Output the records that follow, keeping every line exactly as it is.

[Material for this exercise]

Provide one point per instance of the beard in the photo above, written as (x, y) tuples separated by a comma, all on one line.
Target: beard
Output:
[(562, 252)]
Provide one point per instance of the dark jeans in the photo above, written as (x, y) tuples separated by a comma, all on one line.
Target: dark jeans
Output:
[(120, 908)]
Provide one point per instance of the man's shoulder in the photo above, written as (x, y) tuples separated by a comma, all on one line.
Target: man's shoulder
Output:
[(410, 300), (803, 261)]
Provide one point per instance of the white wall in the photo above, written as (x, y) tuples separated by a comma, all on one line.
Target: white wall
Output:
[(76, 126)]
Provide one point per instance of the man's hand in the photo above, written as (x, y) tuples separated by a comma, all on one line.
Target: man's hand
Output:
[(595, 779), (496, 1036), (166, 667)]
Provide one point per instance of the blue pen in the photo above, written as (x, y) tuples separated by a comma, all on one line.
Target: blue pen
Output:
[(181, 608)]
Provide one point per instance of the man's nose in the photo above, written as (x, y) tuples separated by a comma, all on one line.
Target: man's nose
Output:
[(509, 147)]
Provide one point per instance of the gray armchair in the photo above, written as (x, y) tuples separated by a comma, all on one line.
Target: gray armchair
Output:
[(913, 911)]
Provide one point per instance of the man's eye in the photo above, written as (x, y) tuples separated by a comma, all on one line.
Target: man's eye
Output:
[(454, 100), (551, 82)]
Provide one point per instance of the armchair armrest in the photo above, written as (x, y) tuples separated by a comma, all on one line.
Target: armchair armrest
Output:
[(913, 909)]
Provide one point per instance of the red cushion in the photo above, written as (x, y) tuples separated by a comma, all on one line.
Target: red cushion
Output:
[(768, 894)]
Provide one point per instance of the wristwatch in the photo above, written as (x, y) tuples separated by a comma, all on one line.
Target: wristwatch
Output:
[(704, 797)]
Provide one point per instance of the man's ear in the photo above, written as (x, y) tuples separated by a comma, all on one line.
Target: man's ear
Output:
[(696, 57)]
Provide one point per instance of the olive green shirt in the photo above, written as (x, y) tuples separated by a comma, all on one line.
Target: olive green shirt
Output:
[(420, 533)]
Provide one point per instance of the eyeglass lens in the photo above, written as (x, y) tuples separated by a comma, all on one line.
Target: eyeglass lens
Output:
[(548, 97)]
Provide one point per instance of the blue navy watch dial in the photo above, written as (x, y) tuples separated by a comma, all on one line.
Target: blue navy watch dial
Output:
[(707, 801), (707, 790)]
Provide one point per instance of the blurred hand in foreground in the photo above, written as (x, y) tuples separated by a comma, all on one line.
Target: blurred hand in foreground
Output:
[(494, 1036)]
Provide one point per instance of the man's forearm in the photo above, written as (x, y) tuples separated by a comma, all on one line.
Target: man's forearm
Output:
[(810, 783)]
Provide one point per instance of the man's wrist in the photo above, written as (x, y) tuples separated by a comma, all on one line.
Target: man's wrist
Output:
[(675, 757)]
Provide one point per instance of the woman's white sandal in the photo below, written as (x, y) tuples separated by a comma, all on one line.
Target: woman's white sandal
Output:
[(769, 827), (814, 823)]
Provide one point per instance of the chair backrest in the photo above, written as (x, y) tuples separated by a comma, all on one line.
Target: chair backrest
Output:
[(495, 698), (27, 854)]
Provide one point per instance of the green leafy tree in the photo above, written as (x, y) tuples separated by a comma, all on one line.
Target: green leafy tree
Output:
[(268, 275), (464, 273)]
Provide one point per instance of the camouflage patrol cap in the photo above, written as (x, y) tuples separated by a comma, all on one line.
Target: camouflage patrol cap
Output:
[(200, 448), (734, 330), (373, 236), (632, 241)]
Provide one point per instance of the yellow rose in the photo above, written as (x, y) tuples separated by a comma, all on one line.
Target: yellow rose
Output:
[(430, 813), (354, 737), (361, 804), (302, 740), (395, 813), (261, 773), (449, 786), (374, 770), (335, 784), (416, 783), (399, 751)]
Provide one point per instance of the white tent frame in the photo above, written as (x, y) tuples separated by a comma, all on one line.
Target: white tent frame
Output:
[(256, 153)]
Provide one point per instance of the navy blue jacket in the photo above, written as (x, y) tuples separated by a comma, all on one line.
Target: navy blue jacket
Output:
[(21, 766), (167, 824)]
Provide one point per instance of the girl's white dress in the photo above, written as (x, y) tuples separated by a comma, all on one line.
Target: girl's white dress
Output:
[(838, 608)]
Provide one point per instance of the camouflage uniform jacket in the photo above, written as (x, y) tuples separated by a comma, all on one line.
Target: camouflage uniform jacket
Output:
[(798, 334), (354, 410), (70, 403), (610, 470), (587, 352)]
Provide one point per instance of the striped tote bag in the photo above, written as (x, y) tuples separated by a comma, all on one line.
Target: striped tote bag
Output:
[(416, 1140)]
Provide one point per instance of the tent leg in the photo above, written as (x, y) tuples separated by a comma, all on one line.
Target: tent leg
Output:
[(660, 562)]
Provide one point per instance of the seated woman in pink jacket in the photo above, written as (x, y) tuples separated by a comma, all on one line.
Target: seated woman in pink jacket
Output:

[/Material for this exercise]

Result of this exercise:
Provide one point per instance of the beard in the photo above, written as (x, y) tuples separated by a comma, all on one line.
Target: beard
Output:
[(562, 252)]
Provide one point per instance of the dark jeans in the photo above, written as (x, y) tuples separated by a comma, all on one line.
Target: dark jeans
Output:
[(120, 908)]
Provide one point per instance of the man's shoulder in the photo above, written as (x, y) tuples separated by a comma, all on one line.
Target: man's shoulder
Output:
[(410, 300), (803, 261)]
Provide one point per instance of the white wall in the photo above, written as (x, y) tuples separated by a comma, all on one line.
Target: white wall
Output:
[(76, 126)]
Provide one point per instance of the man's hand in the photo above, written as (x, y) tuples separated by a comma, all on one line.
Target: man's hand
Output:
[(595, 779), (496, 1036), (166, 667)]
Provide one point per instance of the blue pen in the photo above, written as (x, y) tuples separated by a comma, all on one line.
Target: blue pen
Output:
[(181, 608)]
Provide one point per instance of the man's nose in the photo above, written as (x, y) tuples separated by a comma, all on one line.
Target: man's nose
Output:
[(509, 147)]
Provide one point per instance of the gray armchair in the photo above, written as (x, y) tuples separated by a comma, all on one line.
Target: gray armchair
Output:
[(913, 911)]
Provide one point per instance of the man's eye in the photo above, written as (x, y) tuples separated by a comma, all on one line.
Target: man's eye
Output:
[(454, 100), (551, 82)]
Provide one point per instance of the armchair armrest in the photo above, written as (x, y) tuples separated by a comma, all on one line.
Target: armchair armrest
Output:
[(913, 909)]
Provide one point per instance of the red cushion in the photo above, written as (x, y) tuples separated by a comma, all on one line.
Target: red cushion
Output:
[(768, 894)]
Provide one point per instance of the wristwatch in the photo above, written as (x, y) tuples separated by a comma, all on one line.
Target: wristwatch
Output:
[(704, 797)]
Provide one point per instance of the man's ear in the photo above, written as (x, y) tuples separated by a comma, all on one line.
Target: man's ear
Output:
[(696, 57)]
Provide one point per instance of the olive green shirt in the photo above, written as (x, y) tuples separated by a comma, all on one line.
Target: olive green shirt
Output:
[(420, 533)]
Provide one point per instance of the eyeglass lens in the photo above, written as (x, y) tuples separated by a comma, all on one line.
Target: eyeglass lens
Output:
[(548, 97)]
Provide one point per instance of the blue navy watch dial in the photo above, written as (x, y) tuples separated by a comma, all on one line.
Target: blue navy watch dial
Output:
[(707, 801), (707, 790)]
Provide one point per instance of the blurred hand in foreground in the photo above, written as (x, y) tuples separated by a comma, all on one line.
Target: blurred hand in foreground
Output:
[(494, 1036)]
Provide one point per instance of the man's forearm in the photo above, written as (x, y) tuples separated by a comma, all on one line.
Target: man's forearm
Output:
[(810, 783)]
Provide one point per instance of the man's wrist in the photo above, written as (x, y) tuples separated by a comma, all on one line.
Target: man's wrist
Output:
[(675, 757)]
Provide one point per instance of the woman's white sandal in the photo below, written as (x, y) tuples separated by a comma, all on one line.
Target: woman's white sandal
Output:
[(769, 827), (814, 823)]
Provide one point per instance of the chair backrest in the photo above, written as (x, y) tuples separated by a comma, all on one line.
Target: chair backrest
Output:
[(495, 698), (27, 854)]
Provide one point per instance of the green leafy tree in the photo above, written as (x, y) tuples separated by a comma, all on one line.
Target: green leafy tree
Output:
[(268, 275), (464, 273)]
Provide one point per instance of the camouflage patrol cap in the photo above, written as (x, y) tuples separated by a comma, all on one line.
Target: camouflage patrol cap
Output:
[(200, 448), (734, 330), (373, 236), (632, 241)]
Provide one point per instance of the yellow rose in the photo above, written as (x, y) tuples separated by a comma, all on one line.
Target: yellow rose
Output:
[(430, 813), (354, 737), (361, 804), (302, 740), (395, 813), (261, 773), (449, 786), (374, 770), (335, 784), (416, 783), (399, 751)]
Provide one point per instance of the white tent frame in the photo above, written as (x, y) tuples separated by a comma, all on one line.
Target: white tent frame
Output:
[(256, 153)]
Provide one point per instance of the navy blue jacket in the photo above, written as (x, y) tuples separated by a comma, all on one line.
Target: navy blue jacket
Output:
[(21, 766), (167, 824)]
Provide one point per instance of the girl's white dress in the photo above, written as (x, y) tuples separated by a comma, all on one line.
Target: girl's white dress
Output:
[(838, 608)]
Provide one point per instance of the camouflage uniform jacket in the photo above, written as (x, y) tuples separated by a comma, all on one line.
Target: camouflage uniform jacket
Output:
[(798, 334), (354, 410), (70, 403), (610, 470), (587, 352)]
Provide one point per instance of the striped tote bag in the photo above, written as (x, y) tuples separated by a comma, all on one line.
Target: striped tote bag
Output:
[(416, 1140)]
Provide one point per instance of the tent leg in the photo above, written as (x, y) tuples separated by a comma, all on one line.
Target: tent leg
Output:
[(660, 562)]
Provide one point per instance of the seated woman in pink jacket in the photo above, written as (x, y) tuples separated by a comma, all on one line.
Target: seated woman in pink jacket
Output:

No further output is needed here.